Actions to take:
1/ Repeat the passage of the pediatric anesthesia quiz from "4. The art of" up to and including "neat or fun.", word for word.
2/ In the pediatric anesthesia quiz, what dose of nasal midazolam appears among the choices for the first question?

Pediatric Anesthesiology
Preoperative Preparation of the Pediatric Patient
Enjoy the QUIZ!

Directions: For each of the following questions or incomplete statements, ONE or MORE of the answers or completions given is correct. Click below on button
A if only 1, 2, and 3 are correct,
B if only 1 and 3 are correct,
C if only 2 and 4 are correct,
D if only 4 is correct,
E if all are correct.

1. Which of the following preinduction drugs can be used in pediatric ambulatory patients without a significant delay in recovery?
  1. Nasal midazolam 0.2 mg/kg
  2. Intramuscular ketamine 2 mg/kg
  3. Rectal midazolam 1 mg/kg
  4. Intramuscular ketamine 10 mg/kg

2. Which of the following statements about preanesthetic medication of children with oral midazolam is/are true?
  1. Bioavailability is about 30%.
  2. Parent/child separation is optimum about 30-45 minutes after administration.
  3. More than 0.75 mg/kg may delay PACU discharge.
  4. SpO2 routinely decreases.

3. Important distinguishing features of pediatric (vs. adult) anesthesia include:
  1. Children are just small adults.
  2. Pediatric anesthesia is more clearly a family affair.
  3. The parents of a 7 year old child chould be the primary focus of the preoperative discussion of the induction.
  4. The art of anesthesia finds rich expression in pediatric anesthesia.

4. Good preparation of a 4 year old for an inhalational induction would include
  1. a warning that even though the gas smells bad, he need not cry.
  2. suggesting that the experience will be neat or fun.
  3. assure him that nothing will hurt him.
  4. explain simply, using appropriate positive suggestion, exactly what is about to happen.

5. Regarding stress and the preoperative patient, the following is(are) true:
  1. Telling the family what's going to happen helps alleviate stress.
  2. Young children are more afraid of "shots" than anything else.

Extracted records:
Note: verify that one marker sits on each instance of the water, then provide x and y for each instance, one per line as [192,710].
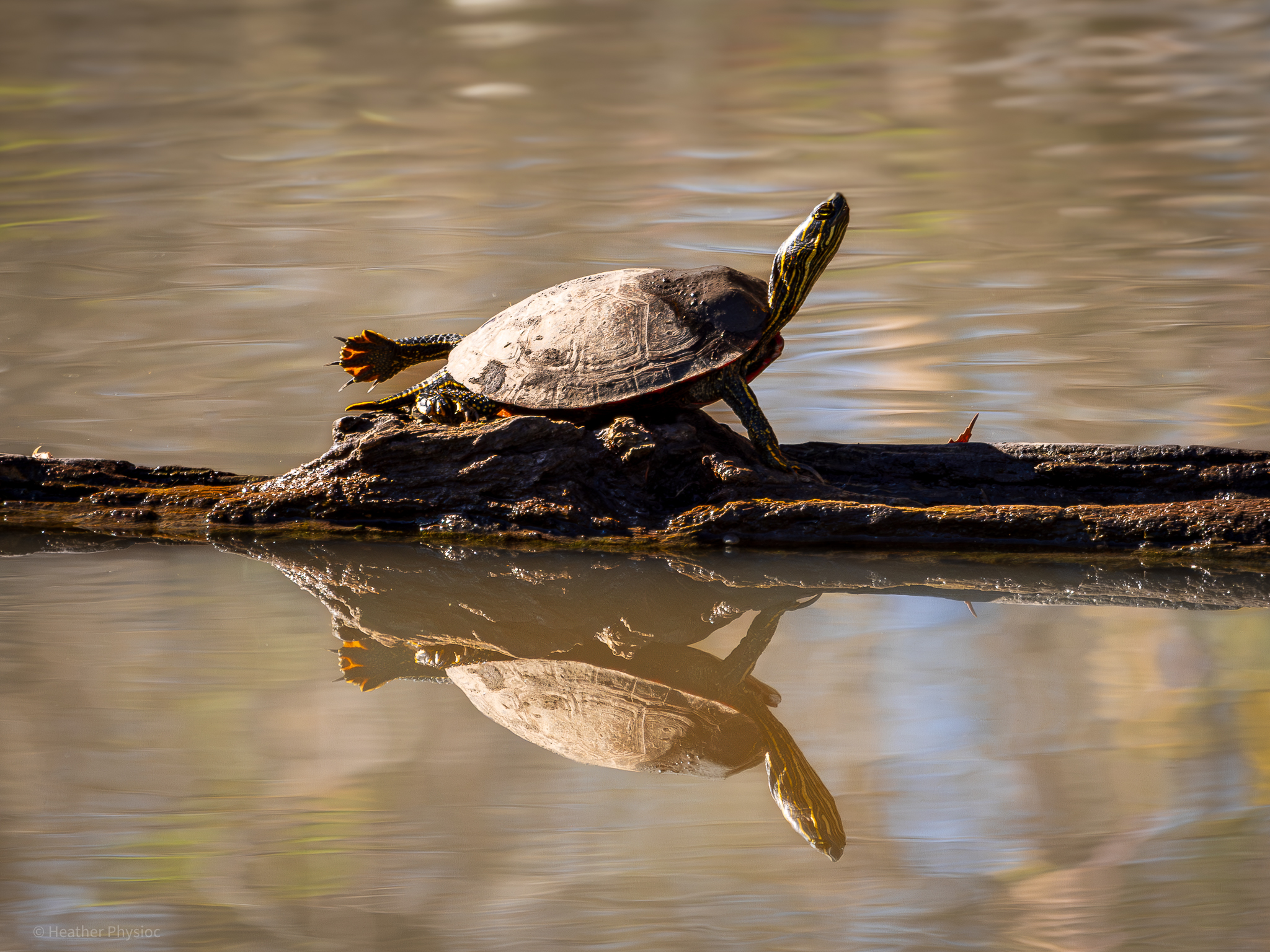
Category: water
[1065,776]
[1059,213]
[1059,223]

Results in order:
1/
4. The art of anesthesia finds rich expression in pediatric anesthesia.

4. Good preparation of a 4 year old for an inhalational induction would include
  1. a warning that even though the gas smells bad, he need not cry.
  2. suggesting that the experience will be neat or fun.

2/ 0.2 mg/kg